EXERCISE PASSAGE
--*--
The Stem Cell Transplantation Program at Dana-Farber Brigham Cancer Center provides multidisciplinary care for patients with blood cancers such as leukemia, lymphoma and myeloma and benign blood diseases such as sickle cell anemia. The Stem Cell Transplantation Program unites specialists from one of the world’s leading cancer institutes with experts from our top-ranked hospital.
Our team includes physician specialists in hematology, medical oncology, pathology and radiation therapy, working alongside dentists, nurses, pharmacists, social workers, nutritionists, physical therapists, donor search coordinators and researchers. Our specialists collaborate constantly to ensure that your care plan offers the best possible outcomes.
A stem cell transplant—also referred to as a bone marrow transplant—is a medical procedure that infuses healthy blood-forming stem cells into patients who have had theirs destroyed by high doses of chemotherapy or radiation therapy. The blood-forming stem cells can come from the bone marrow, bloodstream or umbilical cord. Stem cell transplants may use your own stem cells (autologous transplant) or require a donor’s stem cells (allogeneic transplant).
The process of growing new blood cells takes between two to four weeks. During this time, you may be hospitalized at Brigham and Women’s Hospital so your care team can monitor your progress. Even after your blood counts return to normal, it takes longer for your immune system to recover—several months for autologous transplants and one to two years for allogeneic transplants. Your care team will continue to help you manage your care and any side-effects of treatment as you resume daily life.
--*--
WHAT YOU NEED TO DO
1/ According to the passage on stem cell transplantation, how long does the immune system take to recover after an allogeneic transplant?
2/ List every specialty of the physician specialists on the team described in the passage on stem cell transplantation.

GIVEN RECORDS
--*--
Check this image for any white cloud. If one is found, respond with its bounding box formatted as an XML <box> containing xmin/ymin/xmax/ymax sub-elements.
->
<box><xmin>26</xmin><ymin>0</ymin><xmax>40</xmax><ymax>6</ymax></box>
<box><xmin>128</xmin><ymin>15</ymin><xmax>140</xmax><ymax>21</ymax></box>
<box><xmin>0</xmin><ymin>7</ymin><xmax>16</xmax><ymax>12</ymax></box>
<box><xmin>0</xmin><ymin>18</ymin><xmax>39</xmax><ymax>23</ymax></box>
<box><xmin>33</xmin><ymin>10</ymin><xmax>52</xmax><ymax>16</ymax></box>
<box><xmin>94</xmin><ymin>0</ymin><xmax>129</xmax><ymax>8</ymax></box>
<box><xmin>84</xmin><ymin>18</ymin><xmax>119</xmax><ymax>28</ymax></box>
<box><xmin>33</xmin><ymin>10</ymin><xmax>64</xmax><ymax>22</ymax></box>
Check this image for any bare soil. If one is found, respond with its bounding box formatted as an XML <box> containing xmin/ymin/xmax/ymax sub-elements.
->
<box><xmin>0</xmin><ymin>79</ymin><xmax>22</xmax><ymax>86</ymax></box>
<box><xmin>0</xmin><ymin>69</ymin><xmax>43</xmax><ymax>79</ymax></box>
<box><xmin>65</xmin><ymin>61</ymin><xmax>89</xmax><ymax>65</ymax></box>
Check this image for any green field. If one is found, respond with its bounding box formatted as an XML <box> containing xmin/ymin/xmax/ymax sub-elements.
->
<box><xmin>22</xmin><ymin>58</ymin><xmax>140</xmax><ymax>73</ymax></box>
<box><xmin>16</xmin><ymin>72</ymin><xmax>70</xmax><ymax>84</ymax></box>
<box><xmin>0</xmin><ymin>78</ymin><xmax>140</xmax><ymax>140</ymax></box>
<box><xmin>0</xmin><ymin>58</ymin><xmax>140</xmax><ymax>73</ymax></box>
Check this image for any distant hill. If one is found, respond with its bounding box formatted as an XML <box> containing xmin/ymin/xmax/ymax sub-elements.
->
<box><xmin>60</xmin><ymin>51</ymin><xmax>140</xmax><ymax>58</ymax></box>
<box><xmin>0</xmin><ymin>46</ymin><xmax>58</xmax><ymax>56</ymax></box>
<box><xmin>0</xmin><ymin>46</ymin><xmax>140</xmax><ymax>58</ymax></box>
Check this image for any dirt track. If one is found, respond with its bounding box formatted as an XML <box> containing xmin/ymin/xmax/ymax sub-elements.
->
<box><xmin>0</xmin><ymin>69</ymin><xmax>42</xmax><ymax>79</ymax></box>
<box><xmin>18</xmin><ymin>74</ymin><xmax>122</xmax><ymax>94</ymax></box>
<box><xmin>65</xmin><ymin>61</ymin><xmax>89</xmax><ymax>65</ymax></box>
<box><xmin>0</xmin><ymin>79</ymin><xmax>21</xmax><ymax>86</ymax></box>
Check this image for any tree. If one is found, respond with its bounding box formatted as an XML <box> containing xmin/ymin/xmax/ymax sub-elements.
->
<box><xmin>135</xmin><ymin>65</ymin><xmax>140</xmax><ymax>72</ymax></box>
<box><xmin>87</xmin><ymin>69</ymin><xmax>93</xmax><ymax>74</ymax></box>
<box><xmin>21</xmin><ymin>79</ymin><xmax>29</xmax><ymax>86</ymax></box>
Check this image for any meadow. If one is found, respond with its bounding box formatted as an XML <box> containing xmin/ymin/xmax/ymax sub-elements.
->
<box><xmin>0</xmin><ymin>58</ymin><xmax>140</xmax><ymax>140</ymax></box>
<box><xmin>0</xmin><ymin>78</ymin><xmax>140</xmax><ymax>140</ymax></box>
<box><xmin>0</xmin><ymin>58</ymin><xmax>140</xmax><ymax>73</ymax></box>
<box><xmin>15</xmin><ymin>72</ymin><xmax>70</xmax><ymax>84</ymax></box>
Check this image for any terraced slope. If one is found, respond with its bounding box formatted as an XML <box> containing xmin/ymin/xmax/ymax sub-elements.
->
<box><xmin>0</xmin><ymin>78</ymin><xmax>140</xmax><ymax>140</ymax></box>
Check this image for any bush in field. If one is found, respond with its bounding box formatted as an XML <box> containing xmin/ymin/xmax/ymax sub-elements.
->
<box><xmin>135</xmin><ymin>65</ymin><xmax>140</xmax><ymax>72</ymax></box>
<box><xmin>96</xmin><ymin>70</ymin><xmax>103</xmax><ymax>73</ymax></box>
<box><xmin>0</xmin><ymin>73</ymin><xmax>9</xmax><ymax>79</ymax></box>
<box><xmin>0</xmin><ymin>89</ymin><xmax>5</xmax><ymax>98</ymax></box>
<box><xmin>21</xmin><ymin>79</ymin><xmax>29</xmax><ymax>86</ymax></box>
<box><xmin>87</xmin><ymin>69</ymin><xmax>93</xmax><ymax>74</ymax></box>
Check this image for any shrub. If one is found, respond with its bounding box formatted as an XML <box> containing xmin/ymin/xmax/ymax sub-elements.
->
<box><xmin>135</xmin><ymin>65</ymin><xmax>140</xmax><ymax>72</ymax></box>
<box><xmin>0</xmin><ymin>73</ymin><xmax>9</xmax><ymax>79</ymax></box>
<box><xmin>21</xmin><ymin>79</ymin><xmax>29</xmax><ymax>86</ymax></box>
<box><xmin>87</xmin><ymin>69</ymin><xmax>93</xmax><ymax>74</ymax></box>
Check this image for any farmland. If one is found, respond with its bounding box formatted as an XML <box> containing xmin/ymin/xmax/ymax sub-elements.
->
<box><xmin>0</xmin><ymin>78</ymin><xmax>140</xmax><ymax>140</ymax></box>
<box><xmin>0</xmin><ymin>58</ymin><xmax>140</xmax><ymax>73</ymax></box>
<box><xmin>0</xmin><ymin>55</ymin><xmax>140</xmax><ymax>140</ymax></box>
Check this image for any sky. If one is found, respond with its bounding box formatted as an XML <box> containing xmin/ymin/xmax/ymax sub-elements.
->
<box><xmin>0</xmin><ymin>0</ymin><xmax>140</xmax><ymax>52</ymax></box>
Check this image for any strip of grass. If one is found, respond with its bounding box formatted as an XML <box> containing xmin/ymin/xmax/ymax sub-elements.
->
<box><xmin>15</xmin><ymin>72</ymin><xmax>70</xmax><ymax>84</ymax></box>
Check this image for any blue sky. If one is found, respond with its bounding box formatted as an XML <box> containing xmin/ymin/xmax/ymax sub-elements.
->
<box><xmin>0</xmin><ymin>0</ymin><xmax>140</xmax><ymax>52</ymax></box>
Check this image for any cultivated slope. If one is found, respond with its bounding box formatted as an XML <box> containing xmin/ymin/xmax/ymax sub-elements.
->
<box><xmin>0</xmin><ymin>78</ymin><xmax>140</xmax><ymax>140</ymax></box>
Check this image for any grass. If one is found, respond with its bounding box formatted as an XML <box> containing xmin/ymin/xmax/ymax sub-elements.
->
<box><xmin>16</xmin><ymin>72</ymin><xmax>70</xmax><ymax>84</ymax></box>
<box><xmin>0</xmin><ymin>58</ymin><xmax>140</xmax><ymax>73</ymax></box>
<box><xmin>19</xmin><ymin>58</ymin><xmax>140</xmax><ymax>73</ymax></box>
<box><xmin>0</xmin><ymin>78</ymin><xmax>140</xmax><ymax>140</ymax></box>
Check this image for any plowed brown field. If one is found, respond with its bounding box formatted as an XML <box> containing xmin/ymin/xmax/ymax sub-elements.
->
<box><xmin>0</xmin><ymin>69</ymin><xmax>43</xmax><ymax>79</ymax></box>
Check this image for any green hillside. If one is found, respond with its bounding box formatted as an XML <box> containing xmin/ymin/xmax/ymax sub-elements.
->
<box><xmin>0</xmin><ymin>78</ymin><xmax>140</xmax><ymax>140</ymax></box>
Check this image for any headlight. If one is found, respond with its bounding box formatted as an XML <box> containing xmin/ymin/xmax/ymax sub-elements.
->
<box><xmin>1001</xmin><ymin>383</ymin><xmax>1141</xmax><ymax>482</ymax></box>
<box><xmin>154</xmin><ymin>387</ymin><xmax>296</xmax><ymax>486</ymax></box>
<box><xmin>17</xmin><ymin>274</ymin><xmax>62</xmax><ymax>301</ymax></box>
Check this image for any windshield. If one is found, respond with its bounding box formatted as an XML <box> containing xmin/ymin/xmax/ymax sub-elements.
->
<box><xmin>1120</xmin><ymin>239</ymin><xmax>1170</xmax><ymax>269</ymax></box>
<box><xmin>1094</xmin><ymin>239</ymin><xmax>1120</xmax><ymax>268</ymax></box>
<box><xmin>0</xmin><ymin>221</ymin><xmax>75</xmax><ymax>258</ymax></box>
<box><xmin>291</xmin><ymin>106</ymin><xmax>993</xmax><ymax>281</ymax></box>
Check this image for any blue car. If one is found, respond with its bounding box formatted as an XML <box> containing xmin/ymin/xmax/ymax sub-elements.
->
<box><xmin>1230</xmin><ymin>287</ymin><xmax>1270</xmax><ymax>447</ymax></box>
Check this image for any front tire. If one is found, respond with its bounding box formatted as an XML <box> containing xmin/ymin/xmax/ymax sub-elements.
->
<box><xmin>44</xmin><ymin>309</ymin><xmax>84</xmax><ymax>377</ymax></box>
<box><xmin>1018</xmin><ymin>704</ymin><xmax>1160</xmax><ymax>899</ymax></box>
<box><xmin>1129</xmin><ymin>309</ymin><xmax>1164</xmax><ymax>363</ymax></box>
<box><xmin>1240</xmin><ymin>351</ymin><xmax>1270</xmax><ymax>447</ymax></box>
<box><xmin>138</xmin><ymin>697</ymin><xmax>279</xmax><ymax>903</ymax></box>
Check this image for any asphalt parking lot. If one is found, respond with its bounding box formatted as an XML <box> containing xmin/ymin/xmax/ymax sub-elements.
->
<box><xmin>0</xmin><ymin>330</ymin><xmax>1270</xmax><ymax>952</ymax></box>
--*--
SOLUTIONS BELOW
1/ One to two years.

2/ Hematology, medical oncology, pathology, radiation therapy